Relation between CvRDT and CmRDT
Differences
| Criteria | Operation-based CRDTs | State-based CRDTs |
|---|---|---|
| Representation of updates | A sequence of operations | A complete copy of the data structure's state |
| Propagation of updates | Propagate individual operations | Propagate the entire state |
| Convergence | Same sequence of operations in the same order | Associative, commutative, and idempotent merge function |
| Memory overhead | Lower memory overhead | Higher memory overhead |
| Network overhead | Higher network overhead | Lower network overhead |
| Applications | Systems that require low memory overhead and fast convergence | Systems that require low network overhead and simpler merge functions |
Operation-based emulation of a state-based object
Interestingly, it is always possible to emulate a state-based object using the operation-based approach, and vice-versa.
In specification above, we show operation-based emulation of a state-based object (taking some liberties with notation). Ignoring queries (which pose no problems), the emulating operation- based object has a single update that computes some state-based update (after checking for its precondition) and performs merge downstream. The downstream precondition is empty because merge must be enabled in any reachable state. The emulation does not make use of compare.
If the base object is a CvRDT, then merge operations commute, and the emulated object is a CmRDT.
Ref: A comprehensive study of Convergent and Commutative Replicated Data Types
State-based emulation of an operation-based object
State-based emulation of an operation-based object essentially formalises the mechanics of an epidemic reliable broadcast, as shown in Spec. 4 (taking some liberties with notation).

_Given instruction a_
According to the CRDT text, what properties must the merge function of state-based CRDTs have for convergence?
The records that come next have no connection to the CRDT text.

_Input records_
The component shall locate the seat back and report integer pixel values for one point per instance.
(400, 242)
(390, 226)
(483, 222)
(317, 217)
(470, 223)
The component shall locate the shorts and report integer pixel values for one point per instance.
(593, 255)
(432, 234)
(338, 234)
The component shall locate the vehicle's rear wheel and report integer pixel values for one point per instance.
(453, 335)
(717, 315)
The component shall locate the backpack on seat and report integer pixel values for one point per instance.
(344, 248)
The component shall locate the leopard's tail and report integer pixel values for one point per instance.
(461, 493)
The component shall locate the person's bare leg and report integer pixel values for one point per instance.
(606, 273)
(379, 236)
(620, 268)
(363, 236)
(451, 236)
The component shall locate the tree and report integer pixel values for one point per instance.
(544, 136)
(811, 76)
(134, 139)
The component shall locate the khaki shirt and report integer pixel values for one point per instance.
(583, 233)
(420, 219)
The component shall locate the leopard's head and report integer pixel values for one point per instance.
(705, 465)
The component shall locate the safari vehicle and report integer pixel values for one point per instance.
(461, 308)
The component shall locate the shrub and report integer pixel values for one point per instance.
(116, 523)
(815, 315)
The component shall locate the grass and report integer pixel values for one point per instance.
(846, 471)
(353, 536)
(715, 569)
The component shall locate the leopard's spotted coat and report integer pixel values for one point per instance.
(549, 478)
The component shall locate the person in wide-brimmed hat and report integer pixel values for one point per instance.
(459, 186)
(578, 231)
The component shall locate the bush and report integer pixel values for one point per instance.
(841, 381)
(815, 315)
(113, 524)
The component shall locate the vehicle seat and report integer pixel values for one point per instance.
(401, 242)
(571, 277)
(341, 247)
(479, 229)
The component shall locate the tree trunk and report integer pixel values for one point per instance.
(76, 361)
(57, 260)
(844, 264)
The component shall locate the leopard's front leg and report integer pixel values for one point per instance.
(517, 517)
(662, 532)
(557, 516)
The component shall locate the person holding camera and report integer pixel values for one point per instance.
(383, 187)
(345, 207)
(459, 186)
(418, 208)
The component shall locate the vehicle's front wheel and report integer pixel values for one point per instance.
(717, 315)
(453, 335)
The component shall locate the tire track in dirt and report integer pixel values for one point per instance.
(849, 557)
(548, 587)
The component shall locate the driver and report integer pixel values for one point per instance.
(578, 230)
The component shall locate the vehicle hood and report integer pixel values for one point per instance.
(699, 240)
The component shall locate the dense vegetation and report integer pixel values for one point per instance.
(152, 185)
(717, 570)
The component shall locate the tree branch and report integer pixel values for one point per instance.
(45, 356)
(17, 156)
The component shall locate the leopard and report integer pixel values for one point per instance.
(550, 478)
...
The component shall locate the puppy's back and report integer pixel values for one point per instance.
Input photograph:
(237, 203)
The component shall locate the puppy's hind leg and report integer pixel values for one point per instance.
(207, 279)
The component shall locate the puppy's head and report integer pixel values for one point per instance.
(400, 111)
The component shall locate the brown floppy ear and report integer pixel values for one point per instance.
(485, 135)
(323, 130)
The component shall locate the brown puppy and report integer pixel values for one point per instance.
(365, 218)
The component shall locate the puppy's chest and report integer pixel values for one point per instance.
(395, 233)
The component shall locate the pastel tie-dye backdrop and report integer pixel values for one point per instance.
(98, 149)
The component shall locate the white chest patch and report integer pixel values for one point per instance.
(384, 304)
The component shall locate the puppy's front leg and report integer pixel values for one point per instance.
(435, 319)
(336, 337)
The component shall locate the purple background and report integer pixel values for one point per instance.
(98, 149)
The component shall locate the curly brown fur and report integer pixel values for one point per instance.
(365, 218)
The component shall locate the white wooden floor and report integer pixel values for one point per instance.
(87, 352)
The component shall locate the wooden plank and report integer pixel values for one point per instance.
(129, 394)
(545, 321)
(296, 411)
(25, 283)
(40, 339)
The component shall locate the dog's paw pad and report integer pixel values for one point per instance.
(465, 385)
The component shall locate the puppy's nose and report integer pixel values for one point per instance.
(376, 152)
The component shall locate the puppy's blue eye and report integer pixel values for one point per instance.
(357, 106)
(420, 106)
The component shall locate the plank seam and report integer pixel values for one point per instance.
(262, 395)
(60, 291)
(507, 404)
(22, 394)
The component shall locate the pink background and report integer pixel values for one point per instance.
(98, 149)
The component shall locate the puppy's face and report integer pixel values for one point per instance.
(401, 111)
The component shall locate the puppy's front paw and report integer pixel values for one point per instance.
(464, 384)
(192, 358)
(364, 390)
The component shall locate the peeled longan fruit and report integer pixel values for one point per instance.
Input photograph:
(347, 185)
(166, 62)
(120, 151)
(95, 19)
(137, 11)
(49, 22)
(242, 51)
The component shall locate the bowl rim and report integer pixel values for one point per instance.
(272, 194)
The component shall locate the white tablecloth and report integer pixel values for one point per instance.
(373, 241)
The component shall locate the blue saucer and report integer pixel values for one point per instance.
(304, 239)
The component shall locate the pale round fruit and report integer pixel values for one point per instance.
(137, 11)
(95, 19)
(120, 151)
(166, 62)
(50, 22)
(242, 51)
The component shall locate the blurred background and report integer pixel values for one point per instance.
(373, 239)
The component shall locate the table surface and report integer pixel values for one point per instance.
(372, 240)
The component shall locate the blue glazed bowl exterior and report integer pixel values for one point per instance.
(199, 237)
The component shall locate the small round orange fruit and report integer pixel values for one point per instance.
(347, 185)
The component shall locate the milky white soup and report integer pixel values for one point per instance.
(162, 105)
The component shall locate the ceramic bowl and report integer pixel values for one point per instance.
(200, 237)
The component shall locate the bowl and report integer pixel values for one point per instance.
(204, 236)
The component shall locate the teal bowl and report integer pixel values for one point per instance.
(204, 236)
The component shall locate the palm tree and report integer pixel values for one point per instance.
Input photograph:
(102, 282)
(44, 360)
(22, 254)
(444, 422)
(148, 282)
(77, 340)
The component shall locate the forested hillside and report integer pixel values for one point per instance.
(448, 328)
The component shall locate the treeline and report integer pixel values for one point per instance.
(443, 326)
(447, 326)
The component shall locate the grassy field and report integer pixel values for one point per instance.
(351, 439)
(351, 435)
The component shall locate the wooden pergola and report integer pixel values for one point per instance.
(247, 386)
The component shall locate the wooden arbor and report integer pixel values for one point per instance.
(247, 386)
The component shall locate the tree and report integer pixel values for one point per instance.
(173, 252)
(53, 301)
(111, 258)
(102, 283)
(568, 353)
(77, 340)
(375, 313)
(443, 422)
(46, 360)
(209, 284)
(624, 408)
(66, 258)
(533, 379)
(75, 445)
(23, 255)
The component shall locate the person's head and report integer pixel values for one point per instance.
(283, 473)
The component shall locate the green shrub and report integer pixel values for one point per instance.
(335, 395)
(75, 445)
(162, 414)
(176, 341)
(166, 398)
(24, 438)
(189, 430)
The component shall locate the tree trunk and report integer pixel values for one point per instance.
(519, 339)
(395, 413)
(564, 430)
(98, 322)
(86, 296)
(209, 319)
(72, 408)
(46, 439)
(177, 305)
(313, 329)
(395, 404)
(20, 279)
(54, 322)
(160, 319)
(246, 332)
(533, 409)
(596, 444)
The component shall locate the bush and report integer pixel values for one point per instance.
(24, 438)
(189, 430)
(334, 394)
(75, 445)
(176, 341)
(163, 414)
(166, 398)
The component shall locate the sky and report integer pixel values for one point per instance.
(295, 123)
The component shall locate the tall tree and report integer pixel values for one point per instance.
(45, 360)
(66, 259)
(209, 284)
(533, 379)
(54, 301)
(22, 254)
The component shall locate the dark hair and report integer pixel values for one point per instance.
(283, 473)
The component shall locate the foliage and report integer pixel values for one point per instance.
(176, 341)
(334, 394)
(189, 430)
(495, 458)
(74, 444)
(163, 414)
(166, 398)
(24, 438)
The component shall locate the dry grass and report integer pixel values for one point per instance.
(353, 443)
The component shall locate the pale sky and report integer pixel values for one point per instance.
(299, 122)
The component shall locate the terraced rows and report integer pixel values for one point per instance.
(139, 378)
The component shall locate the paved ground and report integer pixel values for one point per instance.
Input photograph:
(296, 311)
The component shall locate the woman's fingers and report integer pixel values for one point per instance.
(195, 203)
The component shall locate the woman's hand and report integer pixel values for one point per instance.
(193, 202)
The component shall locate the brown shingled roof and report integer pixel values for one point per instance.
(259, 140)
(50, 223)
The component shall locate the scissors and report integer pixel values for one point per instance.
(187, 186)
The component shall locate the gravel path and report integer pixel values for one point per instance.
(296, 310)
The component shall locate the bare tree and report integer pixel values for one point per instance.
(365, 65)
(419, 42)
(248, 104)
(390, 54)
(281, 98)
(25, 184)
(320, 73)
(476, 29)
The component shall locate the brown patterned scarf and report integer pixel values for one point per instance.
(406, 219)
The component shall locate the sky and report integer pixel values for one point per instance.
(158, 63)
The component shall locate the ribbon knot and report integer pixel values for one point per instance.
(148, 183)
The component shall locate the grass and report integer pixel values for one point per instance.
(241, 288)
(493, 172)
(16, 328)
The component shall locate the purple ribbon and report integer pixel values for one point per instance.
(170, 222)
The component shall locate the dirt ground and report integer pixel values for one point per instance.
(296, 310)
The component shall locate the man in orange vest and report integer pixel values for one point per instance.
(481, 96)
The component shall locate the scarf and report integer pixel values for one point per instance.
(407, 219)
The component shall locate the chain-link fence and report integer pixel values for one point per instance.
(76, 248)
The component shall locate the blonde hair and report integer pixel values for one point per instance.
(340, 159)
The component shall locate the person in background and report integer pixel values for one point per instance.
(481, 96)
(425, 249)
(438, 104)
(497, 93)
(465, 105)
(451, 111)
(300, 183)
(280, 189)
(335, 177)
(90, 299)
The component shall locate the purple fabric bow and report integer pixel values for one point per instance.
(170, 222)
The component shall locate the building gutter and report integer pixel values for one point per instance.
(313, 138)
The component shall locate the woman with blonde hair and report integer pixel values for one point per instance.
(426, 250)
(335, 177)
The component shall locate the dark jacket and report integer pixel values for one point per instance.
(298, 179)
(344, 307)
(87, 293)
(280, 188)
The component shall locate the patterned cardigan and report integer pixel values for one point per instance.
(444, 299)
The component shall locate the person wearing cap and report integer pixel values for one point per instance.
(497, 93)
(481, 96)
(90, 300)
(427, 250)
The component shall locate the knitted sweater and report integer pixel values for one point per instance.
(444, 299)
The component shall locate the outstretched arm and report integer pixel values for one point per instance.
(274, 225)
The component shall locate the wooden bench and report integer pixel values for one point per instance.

_Given instruction b_
Gather every line in the records that contains the word "ribbon".

_Output a_
It must be associative, commutative, and idempotent.

_Output b_
The component shall locate the ribbon knot and report integer pixel values for one point per instance.
The component shall locate the purple ribbon and report integer pixel values for one point per instance.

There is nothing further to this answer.